* _Texto fornecido_:
Em princípio, e sendo altamente dependente da dose e do tempo de exposição, a radiação ionizante causa estresse oxidativo, danos às células e ao DNA, entre outros efeitos. No entanto, os autores do trabalho não publicaram dados sobre alterações em cães, principalmente se observaram alterações na taxa de mutação.
Paraíso livre de humanos
Um dos problemas da tese desse biólogo, especialista no impacto que o ambiente tem sobre os genes, é que ela esbarra na realidade. Após o desastre de 1986, que custou a vida de inúmeros seres vivos, a zona de exclusão se tornou quase um paraíso na Terra. Após a evacuação e o abandono dos campos, tanto a flora quanto a fauna prosperaram em toda a área ao redor da usina.

Dados de localização de objetos a partir de linguagem natural
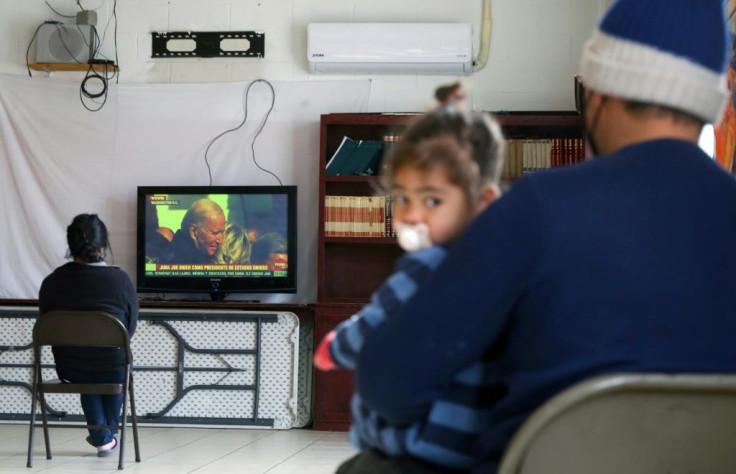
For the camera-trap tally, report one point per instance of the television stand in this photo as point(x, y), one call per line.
point(217, 296)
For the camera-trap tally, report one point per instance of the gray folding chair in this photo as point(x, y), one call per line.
point(81, 329)
point(633, 424)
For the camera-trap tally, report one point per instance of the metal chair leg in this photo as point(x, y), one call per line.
point(134, 418)
point(32, 430)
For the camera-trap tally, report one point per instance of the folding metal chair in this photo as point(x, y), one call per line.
point(631, 423)
point(81, 329)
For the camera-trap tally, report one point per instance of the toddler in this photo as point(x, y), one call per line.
point(441, 175)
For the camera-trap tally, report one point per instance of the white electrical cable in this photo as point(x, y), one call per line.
point(485, 38)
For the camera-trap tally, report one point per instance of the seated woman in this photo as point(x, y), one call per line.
point(88, 283)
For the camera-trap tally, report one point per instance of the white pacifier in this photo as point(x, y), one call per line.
point(413, 237)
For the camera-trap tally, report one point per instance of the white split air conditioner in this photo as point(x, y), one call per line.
point(390, 48)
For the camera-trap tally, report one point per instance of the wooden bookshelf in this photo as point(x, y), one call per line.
point(349, 269)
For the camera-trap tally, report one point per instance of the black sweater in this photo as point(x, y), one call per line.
point(79, 286)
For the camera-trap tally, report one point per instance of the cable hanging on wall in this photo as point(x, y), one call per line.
point(258, 132)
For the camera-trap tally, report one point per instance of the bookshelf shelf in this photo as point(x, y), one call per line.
point(351, 179)
point(349, 269)
point(71, 67)
point(361, 240)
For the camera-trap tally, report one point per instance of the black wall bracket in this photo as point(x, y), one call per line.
point(208, 44)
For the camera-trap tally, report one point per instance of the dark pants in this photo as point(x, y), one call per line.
point(98, 409)
point(374, 462)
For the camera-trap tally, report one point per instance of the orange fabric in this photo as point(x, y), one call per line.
point(726, 131)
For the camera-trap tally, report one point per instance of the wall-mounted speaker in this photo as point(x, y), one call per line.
point(59, 43)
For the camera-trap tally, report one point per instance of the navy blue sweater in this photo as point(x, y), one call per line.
point(623, 263)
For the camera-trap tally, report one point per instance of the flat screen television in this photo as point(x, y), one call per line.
point(216, 239)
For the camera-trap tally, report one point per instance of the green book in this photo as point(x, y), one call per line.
point(363, 157)
point(341, 157)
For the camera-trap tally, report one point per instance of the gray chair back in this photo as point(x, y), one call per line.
point(632, 424)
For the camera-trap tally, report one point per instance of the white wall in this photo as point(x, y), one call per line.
point(535, 44)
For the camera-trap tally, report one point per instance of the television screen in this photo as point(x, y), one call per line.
point(216, 239)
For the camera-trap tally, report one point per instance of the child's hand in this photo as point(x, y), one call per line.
point(322, 359)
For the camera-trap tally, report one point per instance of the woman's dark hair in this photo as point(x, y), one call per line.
point(86, 235)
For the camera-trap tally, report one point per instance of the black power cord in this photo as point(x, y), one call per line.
point(258, 132)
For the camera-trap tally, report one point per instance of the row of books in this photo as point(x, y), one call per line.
point(358, 216)
point(530, 155)
point(355, 157)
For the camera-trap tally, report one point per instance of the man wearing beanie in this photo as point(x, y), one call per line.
point(619, 264)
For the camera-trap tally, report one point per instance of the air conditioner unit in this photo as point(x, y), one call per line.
point(59, 43)
point(390, 48)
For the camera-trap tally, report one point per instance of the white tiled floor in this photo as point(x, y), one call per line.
point(182, 450)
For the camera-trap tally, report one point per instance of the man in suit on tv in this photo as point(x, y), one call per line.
point(200, 236)
point(618, 264)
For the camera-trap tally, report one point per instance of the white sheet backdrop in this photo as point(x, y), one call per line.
point(58, 160)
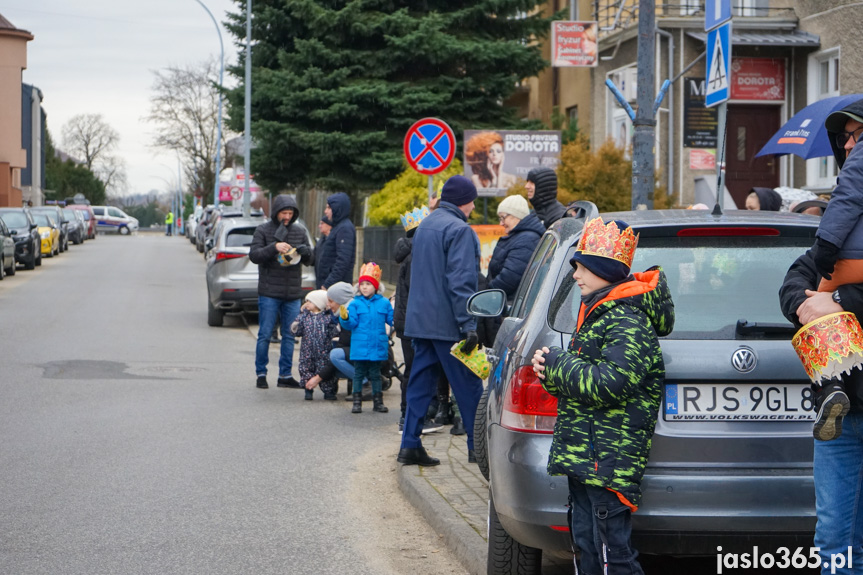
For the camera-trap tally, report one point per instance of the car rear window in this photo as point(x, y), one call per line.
point(16, 221)
point(714, 282)
point(240, 237)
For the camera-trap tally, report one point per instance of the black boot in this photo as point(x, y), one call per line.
point(443, 412)
point(378, 401)
point(457, 427)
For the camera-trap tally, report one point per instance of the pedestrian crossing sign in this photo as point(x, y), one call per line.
point(718, 80)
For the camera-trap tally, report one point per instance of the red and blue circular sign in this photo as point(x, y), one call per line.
point(430, 146)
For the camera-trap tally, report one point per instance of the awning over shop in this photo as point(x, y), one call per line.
point(784, 39)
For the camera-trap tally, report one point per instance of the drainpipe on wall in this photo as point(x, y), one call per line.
point(670, 106)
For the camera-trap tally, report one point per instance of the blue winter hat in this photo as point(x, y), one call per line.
point(608, 269)
point(458, 190)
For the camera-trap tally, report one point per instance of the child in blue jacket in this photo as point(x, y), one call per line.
point(367, 316)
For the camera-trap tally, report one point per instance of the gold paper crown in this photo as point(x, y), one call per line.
point(412, 219)
point(371, 270)
point(607, 241)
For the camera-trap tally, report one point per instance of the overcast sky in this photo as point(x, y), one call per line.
point(98, 56)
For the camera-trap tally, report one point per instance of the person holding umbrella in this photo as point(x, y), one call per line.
point(838, 256)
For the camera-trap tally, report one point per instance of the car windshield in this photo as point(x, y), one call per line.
point(714, 282)
point(15, 220)
point(240, 237)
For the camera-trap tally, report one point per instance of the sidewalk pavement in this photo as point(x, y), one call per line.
point(453, 498)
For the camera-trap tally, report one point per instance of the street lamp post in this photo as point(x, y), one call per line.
point(221, 82)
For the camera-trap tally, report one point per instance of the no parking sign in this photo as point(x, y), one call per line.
point(429, 146)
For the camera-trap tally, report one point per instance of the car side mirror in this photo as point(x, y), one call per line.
point(487, 303)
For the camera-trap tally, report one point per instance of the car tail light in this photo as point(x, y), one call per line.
point(727, 231)
point(228, 256)
point(527, 406)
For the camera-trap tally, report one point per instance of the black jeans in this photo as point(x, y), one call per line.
point(601, 527)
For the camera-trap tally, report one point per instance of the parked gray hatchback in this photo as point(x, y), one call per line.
point(731, 461)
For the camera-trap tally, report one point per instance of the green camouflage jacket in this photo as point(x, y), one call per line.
point(609, 385)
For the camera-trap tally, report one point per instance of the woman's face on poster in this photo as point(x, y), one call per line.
point(495, 153)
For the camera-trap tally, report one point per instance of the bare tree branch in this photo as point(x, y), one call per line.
point(89, 138)
point(184, 109)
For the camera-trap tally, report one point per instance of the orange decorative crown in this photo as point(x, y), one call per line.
point(607, 241)
point(371, 271)
point(830, 346)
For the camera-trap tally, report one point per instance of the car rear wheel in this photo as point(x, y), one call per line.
point(479, 429)
point(215, 317)
point(506, 556)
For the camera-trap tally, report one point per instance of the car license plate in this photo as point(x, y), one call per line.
point(738, 402)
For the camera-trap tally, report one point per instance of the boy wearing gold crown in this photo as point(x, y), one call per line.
point(609, 385)
point(367, 316)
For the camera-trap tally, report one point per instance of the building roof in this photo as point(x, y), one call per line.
point(7, 26)
point(785, 38)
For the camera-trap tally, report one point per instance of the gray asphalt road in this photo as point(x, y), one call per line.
point(134, 441)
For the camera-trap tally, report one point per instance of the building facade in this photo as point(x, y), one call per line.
point(13, 156)
point(785, 55)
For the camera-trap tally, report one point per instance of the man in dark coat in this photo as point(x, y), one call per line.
point(512, 252)
point(325, 227)
point(444, 272)
point(338, 253)
point(278, 247)
point(541, 189)
point(836, 463)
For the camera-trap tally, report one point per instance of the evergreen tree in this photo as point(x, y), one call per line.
point(65, 179)
point(337, 83)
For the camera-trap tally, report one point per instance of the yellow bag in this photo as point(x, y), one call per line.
point(475, 360)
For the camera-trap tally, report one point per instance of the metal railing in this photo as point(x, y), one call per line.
point(614, 15)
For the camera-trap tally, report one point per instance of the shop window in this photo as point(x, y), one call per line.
point(823, 82)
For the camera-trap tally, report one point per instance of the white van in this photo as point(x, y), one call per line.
point(110, 219)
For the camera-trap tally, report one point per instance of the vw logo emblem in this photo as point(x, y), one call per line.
point(743, 360)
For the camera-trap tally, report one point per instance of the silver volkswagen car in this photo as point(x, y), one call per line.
point(232, 278)
point(731, 461)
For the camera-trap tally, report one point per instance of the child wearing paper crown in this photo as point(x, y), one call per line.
point(608, 383)
point(367, 316)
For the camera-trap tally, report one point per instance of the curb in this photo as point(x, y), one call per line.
point(462, 540)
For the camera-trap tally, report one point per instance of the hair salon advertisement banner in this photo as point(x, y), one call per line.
point(573, 44)
point(496, 160)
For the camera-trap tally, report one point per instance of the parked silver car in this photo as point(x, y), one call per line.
point(232, 279)
point(731, 461)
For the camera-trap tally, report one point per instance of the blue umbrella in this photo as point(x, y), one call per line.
point(804, 134)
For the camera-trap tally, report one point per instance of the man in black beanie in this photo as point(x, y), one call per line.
point(541, 189)
point(444, 274)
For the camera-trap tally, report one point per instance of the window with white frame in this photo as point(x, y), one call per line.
point(823, 82)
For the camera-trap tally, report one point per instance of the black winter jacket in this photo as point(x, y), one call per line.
point(802, 276)
point(512, 254)
point(403, 257)
point(339, 251)
point(274, 279)
point(544, 199)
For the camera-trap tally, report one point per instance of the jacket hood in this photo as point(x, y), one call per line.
point(340, 203)
point(530, 223)
point(648, 291)
point(545, 181)
point(835, 123)
point(281, 202)
point(768, 198)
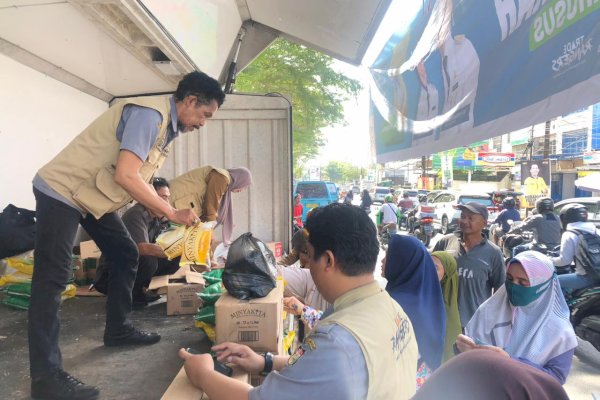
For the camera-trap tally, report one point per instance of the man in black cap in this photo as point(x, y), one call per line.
point(480, 263)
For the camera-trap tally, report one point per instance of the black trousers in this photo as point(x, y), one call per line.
point(149, 266)
point(56, 229)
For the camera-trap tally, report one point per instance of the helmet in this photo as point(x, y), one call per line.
point(573, 212)
point(545, 205)
point(509, 202)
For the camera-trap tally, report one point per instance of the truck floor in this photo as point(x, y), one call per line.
point(131, 372)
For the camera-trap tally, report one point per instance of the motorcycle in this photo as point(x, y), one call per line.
point(422, 225)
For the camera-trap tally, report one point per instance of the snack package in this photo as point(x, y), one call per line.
point(171, 241)
point(196, 244)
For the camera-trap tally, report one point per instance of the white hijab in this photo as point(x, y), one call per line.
point(538, 331)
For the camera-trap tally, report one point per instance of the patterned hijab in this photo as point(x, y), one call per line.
point(538, 331)
point(450, 293)
point(413, 283)
point(240, 178)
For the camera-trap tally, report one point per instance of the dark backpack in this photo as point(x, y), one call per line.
point(17, 231)
point(587, 253)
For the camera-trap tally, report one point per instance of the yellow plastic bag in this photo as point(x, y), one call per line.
point(208, 329)
point(171, 242)
point(196, 244)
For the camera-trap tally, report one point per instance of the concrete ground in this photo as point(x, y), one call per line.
point(124, 373)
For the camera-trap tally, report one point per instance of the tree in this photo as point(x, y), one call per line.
point(317, 92)
point(341, 172)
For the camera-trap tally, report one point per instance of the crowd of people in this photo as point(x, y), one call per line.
point(460, 314)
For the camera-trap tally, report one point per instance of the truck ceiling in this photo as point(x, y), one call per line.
point(112, 48)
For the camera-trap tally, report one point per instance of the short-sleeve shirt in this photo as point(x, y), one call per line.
point(137, 131)
point(479, 271)
point(328, 365)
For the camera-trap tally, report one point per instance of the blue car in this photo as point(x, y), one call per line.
point(316, 194)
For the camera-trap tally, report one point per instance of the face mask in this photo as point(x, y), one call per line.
point(520, 296)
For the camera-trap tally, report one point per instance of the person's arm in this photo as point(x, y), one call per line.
point(568, 243)
point(151, 249)
point(216, 186)
point(127, 175)
point(201, 372)
point(558, 366)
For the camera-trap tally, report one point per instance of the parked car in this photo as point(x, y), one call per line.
point(592, 204)
point(316, 194)
point(379, 194)
point(447, 211)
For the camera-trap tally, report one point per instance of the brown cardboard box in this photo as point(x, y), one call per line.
point(256, 323)
point(182, 389)
point(182, 290)
point(276, 248)
point(88, 249)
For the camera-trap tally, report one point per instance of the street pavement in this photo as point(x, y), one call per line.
point(583, 381)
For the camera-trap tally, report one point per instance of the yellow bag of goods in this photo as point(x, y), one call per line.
point(196, 244)
point(208, 329)
point(171, 241)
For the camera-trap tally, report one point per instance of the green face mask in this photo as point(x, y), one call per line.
point(520, 296)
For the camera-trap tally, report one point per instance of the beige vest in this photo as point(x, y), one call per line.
point(83, 172)
point(188, 190)
point(385, 336)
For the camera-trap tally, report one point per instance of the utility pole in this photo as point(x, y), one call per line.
point(547, 140)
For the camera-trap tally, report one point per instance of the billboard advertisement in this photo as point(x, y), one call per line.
point(535, 181)
point(466, 70)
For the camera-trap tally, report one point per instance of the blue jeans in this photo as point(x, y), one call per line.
point(571, 282)
point(56, 227)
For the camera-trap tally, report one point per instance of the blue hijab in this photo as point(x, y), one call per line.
point(413, 283)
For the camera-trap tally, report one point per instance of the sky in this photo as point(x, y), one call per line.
point(351, 143)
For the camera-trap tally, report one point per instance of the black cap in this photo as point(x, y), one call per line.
point(476, 208)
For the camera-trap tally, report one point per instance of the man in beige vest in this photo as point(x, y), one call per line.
point(105, 167)
point(364, 346)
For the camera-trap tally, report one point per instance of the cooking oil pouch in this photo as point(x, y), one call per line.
point(214, 276)
point(209, 329)
point(211, 294)
point(196, 244)
point(171, 241)
point(206, 314)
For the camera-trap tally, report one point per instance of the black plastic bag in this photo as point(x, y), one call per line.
point(247, 274)
point(17, 231)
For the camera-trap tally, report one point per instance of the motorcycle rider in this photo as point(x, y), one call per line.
point(502, 226)
point(544, 225)
point(573, 217)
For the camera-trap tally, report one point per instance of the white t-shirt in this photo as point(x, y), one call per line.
point(389, 213)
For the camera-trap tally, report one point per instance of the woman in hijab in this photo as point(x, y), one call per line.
point(482, 374)
point(527, 319)
point(445, 264)
point(207, 190)
point(413, 283)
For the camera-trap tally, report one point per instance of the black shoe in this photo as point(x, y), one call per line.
point(62, 386)
point(135, 338)
point(152, 297)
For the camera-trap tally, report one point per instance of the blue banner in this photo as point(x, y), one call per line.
point(466, 70)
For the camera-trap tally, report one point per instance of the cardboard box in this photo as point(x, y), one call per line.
point(276, 248)
point(182, 389)
point(88, 249)
point(256, 323)
point(182, 290)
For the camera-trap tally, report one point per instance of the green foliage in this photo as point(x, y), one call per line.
point(305, 76)
point(341, 172)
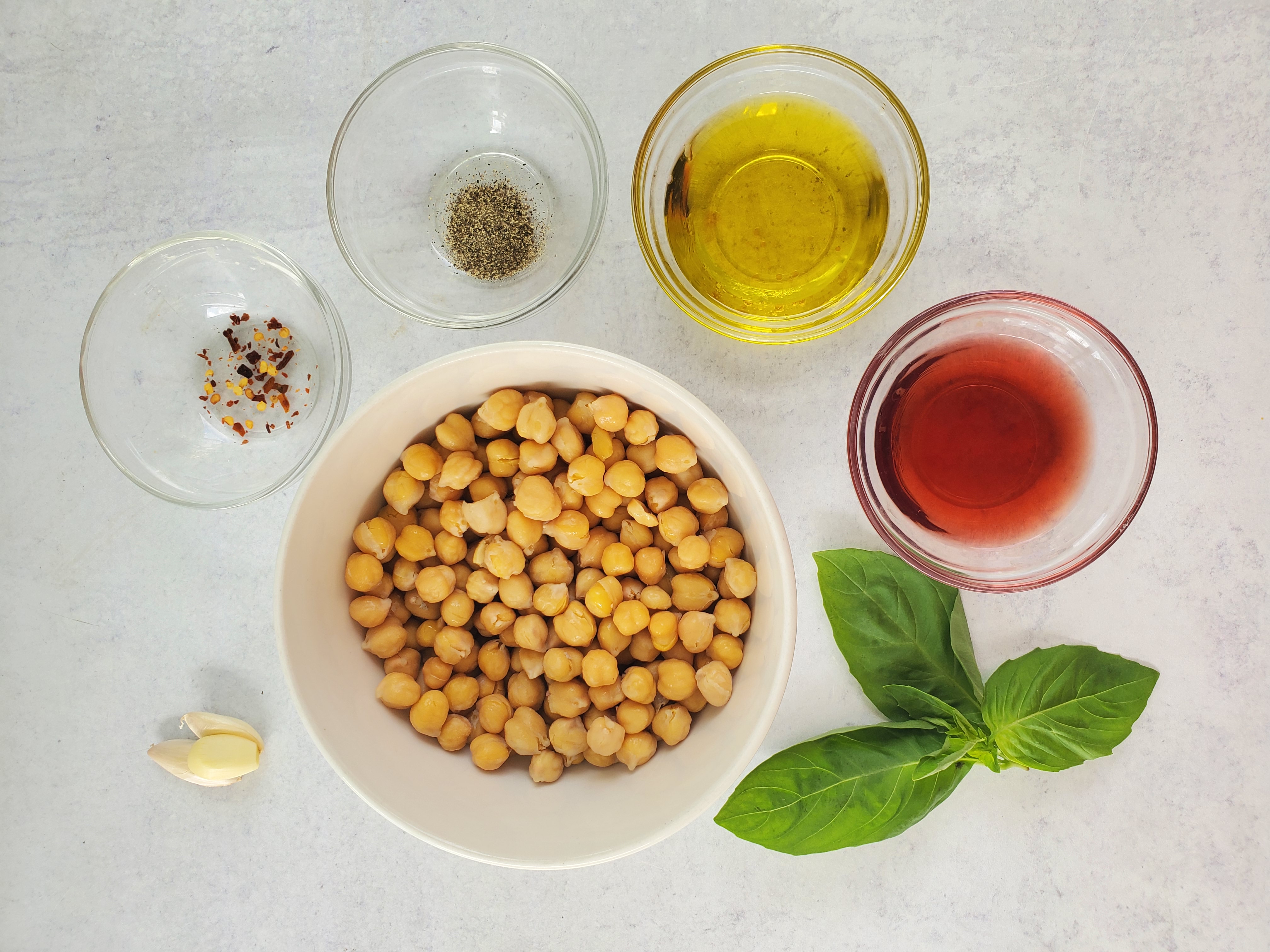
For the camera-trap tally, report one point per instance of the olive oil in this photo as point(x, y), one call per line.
point(776, 207)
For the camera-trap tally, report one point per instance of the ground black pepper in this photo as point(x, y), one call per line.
point(492, 230)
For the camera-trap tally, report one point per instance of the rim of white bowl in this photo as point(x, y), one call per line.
point(599, 209)
point(340, 346)
point(783, 559)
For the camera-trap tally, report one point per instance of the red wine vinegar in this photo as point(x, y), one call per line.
point(986, 441)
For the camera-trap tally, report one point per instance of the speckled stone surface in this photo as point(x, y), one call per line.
point(1112, 155)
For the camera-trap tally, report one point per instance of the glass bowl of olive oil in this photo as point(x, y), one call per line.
point(780, 193)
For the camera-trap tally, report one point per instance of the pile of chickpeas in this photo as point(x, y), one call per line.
point(553, 579)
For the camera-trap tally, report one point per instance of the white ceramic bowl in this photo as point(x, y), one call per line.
point(590, 815)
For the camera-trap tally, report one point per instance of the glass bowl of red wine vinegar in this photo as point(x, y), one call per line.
point(1003, 441)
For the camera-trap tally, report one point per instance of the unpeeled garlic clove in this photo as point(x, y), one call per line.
point(173, 756)
point(205, 724)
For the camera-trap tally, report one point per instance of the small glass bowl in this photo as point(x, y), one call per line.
point(141, 375)
point(846, 87)
point(422, 131)
point(1123, 446)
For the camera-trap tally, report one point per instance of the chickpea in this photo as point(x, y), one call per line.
point(651, 565)
point(552, 568)
point(672, 724)
point(604, 504)
point(546, 767)
point(524, 691)
point(536, 422)
point(502, 409)
point(604, 597)
point(632, 617)
point(493, 660)
point(676, 680)
point(696, 630)
point(435, 583)
point(567, 699)
point(637, 749)
point(605, 737)
point(385, 640)
point(428, 714)
point(453, 645)
point(576, 625)
point(427, 631)
point(456, 434)
point(531, 632)
point(732, 616)
point(363, 572)
point(740, 577)
point(562, 664)
point(724, 544)
point(489, 752)
point(611, 639)
point(552, 600)
point(625, 478)
point(526, 732)
point(728, 649)
point(592, 554)
point(402, 492)
point(691, 592)
point(606, 696)
point(493, 711)
point(683, 480)
point(369, 611)
point(407, 662)
point(461, 692)
point(375, 537)
point(655, 598)
point(600, 668)
point(435, 675)
point(642, 647)
point(455, 733)
point(714, 682)
point(587, 475)
point(568, 737)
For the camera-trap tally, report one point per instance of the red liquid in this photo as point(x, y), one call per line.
point(987, 441)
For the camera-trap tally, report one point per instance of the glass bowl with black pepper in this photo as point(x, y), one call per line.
point(213, 370)
point(468, 186)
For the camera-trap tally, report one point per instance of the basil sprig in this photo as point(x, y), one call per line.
point(906, 640)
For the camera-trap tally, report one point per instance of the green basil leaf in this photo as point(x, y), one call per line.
point(1057, 707)
point(840, 790)
point(943, 760)
point(892, 624)
point(959, 637)
point(919, 704)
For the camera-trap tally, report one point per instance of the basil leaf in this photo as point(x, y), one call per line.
point(919, 704)
point(892, 624)
point(1057, 707)
point(841, 790)
point(959, 637)
point(943, 760)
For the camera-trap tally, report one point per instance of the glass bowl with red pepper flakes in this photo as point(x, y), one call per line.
point(213, 370)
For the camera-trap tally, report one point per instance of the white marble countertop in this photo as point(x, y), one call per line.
point(1112, 155)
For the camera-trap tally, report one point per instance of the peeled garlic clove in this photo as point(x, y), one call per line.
point(173, 756)
point(223, 757)
point(205, 724)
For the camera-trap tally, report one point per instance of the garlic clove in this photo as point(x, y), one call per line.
point(205, 724)
point(223, 757)
point(173, 756)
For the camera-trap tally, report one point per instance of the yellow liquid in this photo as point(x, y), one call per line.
point(776, 207)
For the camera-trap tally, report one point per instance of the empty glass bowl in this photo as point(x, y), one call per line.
point(161, 327)
point(818, 75)
point(1121, 461)
point(430, 126)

* _Tarefas propostas_:
1. Enumere os efeitos da radiação ionizante mencionados explicitamente no texto.
2. Transcreva fielmente o trecho do texto que se inicia em "Em princípio, e" e se estende até "taxa de mutação.".
3. De acordo com o texto, o que prosperou em toda a área ao redor da usina após a evacuação e o abandono dos campos?

* _Soluções_:
1. Estresse oxidativo; danos às células; danos ao DNA.

2.
Em princípio, e sendo altamente dependente da dose e do tempo de exposição, a radiação ionizante causa estresse oxidativo, danos às células e ao DNA, entre outros efeitos. No entanto, os autores do trabalho não publicaram dados sobre alterações em cães, principalmente se observaram alterações na taxa de mutação.

3. Tanto a flora quanto a fauna.